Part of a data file
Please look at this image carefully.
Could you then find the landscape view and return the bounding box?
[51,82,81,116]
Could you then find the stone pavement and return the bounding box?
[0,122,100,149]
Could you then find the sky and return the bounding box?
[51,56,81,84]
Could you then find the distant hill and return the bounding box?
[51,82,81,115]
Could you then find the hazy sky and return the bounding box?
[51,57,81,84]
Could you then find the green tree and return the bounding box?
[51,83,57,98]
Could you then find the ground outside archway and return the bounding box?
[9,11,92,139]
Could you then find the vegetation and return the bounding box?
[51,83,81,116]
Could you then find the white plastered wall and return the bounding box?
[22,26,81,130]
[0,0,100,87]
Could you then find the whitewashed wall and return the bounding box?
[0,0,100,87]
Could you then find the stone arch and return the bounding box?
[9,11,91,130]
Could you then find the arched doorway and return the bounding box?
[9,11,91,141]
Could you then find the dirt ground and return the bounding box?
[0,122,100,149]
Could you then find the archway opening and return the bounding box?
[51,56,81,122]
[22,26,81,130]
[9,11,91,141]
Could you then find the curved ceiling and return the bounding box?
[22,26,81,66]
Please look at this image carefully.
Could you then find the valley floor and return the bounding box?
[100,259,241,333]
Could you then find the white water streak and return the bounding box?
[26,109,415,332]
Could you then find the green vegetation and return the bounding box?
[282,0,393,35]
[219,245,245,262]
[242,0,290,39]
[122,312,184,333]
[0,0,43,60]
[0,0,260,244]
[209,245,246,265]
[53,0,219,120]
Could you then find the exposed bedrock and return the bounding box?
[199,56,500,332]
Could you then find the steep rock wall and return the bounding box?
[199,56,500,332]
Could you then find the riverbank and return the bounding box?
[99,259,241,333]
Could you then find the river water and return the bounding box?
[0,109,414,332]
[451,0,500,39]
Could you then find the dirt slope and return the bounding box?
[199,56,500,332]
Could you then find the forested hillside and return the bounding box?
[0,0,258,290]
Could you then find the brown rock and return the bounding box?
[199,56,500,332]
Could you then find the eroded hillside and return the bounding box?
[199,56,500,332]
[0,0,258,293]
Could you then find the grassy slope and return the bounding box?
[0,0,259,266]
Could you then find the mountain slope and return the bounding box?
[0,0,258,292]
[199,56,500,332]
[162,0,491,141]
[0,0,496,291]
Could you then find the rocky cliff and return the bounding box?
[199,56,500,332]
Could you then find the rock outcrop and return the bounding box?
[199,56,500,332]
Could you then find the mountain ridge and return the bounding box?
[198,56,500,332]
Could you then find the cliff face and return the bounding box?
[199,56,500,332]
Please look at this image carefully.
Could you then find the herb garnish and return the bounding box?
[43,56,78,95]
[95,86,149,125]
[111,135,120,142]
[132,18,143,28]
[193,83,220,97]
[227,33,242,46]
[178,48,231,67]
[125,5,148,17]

▶ _TASK OBJECTIVE_: Copy out the lines from the one containing "Could you then find the stone arch" through the one containing "[53,0,219,120]", both included, and nothing else.

▶ _WRITTEN SOLUTION_:
Could you then find the stone arch and return the bounding box?
[9,11,91,130]
Could you then find the arched doorway and return the bounding box?
[9,11,91,141]
Could you then find the dirt ground and return the bounding box?
[0,122,100,149]
Could you then find the archway opening and return the bounding box?
[51,56,81,122]
[22,26,81,130]
[9,11,91,141]
Could you then find the curved ceiling and return the bounding box?
[22,26,81,66]
Please look at this image carefully.
Could you then find the valley floor and return the bounding box?
[100,259,241,333]
Could you then find the white water streak and return the bounding box?
[26,109,415,332]
Could you then find the green vegetation and return the bounding box?
[282,0,393,35]
[219,245,245,262]
[242,0,290,39]
[122,312,184,333]
[0,0,43,60]
[0,0,260,244]
[209,245,246,265]
[53,0,219,120]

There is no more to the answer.